* _Object point labels_:
## BEGIN
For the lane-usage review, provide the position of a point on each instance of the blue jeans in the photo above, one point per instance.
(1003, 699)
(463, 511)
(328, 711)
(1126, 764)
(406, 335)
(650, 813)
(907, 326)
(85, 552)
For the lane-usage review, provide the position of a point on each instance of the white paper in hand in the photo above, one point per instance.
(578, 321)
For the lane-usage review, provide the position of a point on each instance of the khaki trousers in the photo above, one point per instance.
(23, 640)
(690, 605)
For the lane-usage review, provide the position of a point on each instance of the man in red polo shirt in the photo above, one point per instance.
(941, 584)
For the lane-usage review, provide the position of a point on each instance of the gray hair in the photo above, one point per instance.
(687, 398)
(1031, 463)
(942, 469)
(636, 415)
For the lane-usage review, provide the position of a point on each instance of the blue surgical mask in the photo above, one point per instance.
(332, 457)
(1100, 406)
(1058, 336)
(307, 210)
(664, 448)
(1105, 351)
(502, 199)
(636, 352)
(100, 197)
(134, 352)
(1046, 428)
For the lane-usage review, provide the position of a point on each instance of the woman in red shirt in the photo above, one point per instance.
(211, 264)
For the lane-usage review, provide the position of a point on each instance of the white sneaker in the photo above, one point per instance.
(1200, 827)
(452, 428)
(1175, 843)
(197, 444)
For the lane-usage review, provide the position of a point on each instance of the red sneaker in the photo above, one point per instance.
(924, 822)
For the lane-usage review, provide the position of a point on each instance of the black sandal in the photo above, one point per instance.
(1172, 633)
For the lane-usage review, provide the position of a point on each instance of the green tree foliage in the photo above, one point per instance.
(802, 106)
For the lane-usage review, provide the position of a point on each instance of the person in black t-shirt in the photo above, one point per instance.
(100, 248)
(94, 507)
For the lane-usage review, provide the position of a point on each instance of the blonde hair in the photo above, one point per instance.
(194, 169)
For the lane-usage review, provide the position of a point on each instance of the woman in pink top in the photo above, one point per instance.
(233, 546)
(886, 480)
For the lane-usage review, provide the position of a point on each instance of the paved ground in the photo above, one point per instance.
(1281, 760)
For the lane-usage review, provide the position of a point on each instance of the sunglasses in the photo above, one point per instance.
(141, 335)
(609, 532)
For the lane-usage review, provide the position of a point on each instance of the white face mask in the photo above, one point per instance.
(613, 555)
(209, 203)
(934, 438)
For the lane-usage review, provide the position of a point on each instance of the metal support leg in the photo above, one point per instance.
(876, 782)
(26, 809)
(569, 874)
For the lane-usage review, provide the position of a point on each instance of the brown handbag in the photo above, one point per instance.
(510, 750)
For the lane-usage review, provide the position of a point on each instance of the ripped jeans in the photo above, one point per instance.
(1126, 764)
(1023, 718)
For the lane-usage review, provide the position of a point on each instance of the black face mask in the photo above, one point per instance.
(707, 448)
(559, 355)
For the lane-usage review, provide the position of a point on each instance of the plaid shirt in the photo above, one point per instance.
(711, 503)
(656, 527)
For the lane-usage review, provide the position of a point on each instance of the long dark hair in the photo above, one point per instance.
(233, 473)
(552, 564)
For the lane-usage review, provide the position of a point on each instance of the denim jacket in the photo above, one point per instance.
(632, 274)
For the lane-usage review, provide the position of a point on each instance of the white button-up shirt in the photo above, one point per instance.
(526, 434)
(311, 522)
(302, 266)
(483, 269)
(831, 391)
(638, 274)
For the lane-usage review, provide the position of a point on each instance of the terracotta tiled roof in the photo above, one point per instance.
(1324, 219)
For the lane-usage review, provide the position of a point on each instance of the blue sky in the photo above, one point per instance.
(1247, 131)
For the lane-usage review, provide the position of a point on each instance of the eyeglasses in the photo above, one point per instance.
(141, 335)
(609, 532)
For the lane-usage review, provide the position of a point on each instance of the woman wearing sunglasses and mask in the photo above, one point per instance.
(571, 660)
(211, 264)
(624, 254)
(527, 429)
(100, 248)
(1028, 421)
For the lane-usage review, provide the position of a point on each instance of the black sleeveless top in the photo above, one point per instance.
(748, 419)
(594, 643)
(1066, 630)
## END
Retype each record exactly, leaving nothing out.

* _Output for this exercise_:
For the lane-usage review, provide the position of a point on each instance of the blue jeans in the photo above, one point per instance.
(1003, 699)
(463, 511)
(328, 711)
(1126, 764)
(406, 335)
(650, 813)
(907, 326)
(85, 552)
For the lane-usage review, provide the position of a point on each instance of the white paper in hand in the photo above, one point per instance.
(578, 321)
For the lane-usage review, provide the position of a point on each instance of the khaki trousers in the photo above, one point per instance.
(23, 640)
(690, 605)
For the lane-usage review, provide the position of a point on each instance of the man in red polo shirt in the photo above, one point per instance.
(941, 584)
For the lane-usage review, provide the position of a point on each instance of the gray hair in the photo above, one point per instance.
(687, 398)
(1031, 463)
(942, 469)
(636, 415)
For the lane-usage review, provide the position of a point on each instance of the blue surgical mask in the photo above, one point per instance.
(332, 457)
(1100, 406)
(1058, 336)
(307, 210)
(664, 448)
(1105, 351)
(502, 199)
(636, 352)
(100, 197)
(134, 352)
(1046, 428)
For the lane-usage review, provide the position of a point on each instance of the woman in red shirt in the photo above, one point per instance.
(211, 264)
For the lane-usage review, provide the position of a point on each instance of the white sneaker in the photo above, one point per instance.
(1200, 827)
(452, 428)
(1175, 843)
(197, 444)
For the lane-usage review, provide the position of a point on each instance of the red sneaker in the photo above, one point per instance.
(924, 822)
For the lane-usage review, provide the position of a point on each instance of the black sandal in the photo above, one point per instance.
(1172, 633)
For the lane-usage review, provide the position of a point on each instance of the green tree foliage in the photo above, one point per instance.
(802, 106)
For the lane-usage review, provide the position of a point on each instance of the person in black t-shirt in the photo above, one point per instance.
(100, 248)
(94, 507)
For the lane-usage review, provide the position of a point on each instance of the blonde hair in the photo above, one point per instance.
(194, 169)
For the lane-usage review, provide the position of a point on each instance of the woman in pink top in the photo above, one point per instance.
(233, 546)
(886, 480)
For the lane-usage review, provide the position of a point on each instance of the paved ground in the photo above, one point per instance.
(1281, 760)
For the lane-usage review, provide the position of a point on each instance of the sunglasses in the photo above, one point per instance.
(141, 335)
(609, 532)
For the lane-usage review, provide the position of a point on each instance of the white face mask in the photo above, one point per instance.
(613, 555)
(209, 203)
(934, 438)
For the lane-usage review, provide the position of a point on each instance of the metal support leg in the photo above, one point per instance.
(876, 782)
(26, 809)
(569, 874)
For the lane-usage review, provide the position of a point on each instance of the brown handbag in the photo above, one point per instance.
(510, 750)
For the lane-usage review, provide the position of a point on each instance of the ripped jeans in the photo above, one point per instance.
(1126, 764)
(1023, 718)
For the lane-usage review, provide the position of a point on each instance of the black face mask in the photo above, one point per instance.
(707, 448)
(559, 355)
For the lane-usage review, provide the position of a point on each instance of the plaid shirt in the photo above, one point per instance.
(711, 503)
(656, 527)
For the lane-usage review, provide the position of a point on each instance of the long dark hair in the photo above, one point per instance.
(233, 473)
(552, 564)
For the lane-usage review, provide the position of a point on each instance of the denim jacket in the photo above, one point per instance.
(632, 274)
For the lane-usage review, provide the position of a point on each instance of the white button-up shirt in the photo above, one point per instance.
(526, 434)
(311, 522)
(302, 266)
(483, 269)
(831, 391)
(638, 274)
For the lane-usage review, provide the position of a point on each instance of the terracotta tiled roof in the photo above, one point per instance.
(1324, 219)
For the lane-usage review, provide the position of a point on each instance of the blue sky in the photo above, one point per instance.
(1247, 131)
For the lane-usage review, provide the position of a point on each instance of the eyeglasses in the photo above, one point per instance.
(141, 335)
(609, 532)
For the lane-usage review, provide the position of a point on each instance of the woman wearing sunglasses and mask in the photo above, one point per instance.
(571, 660)
(211, 264)
(624, 254)
(527, 429)
(100, 248)
(1028, 421)
For the lane-usage review, provide the position of a point on each instance of the black sleeveless top in the photo above, one point per instance.
(748, 419)
(594, 643)
(1066, 630)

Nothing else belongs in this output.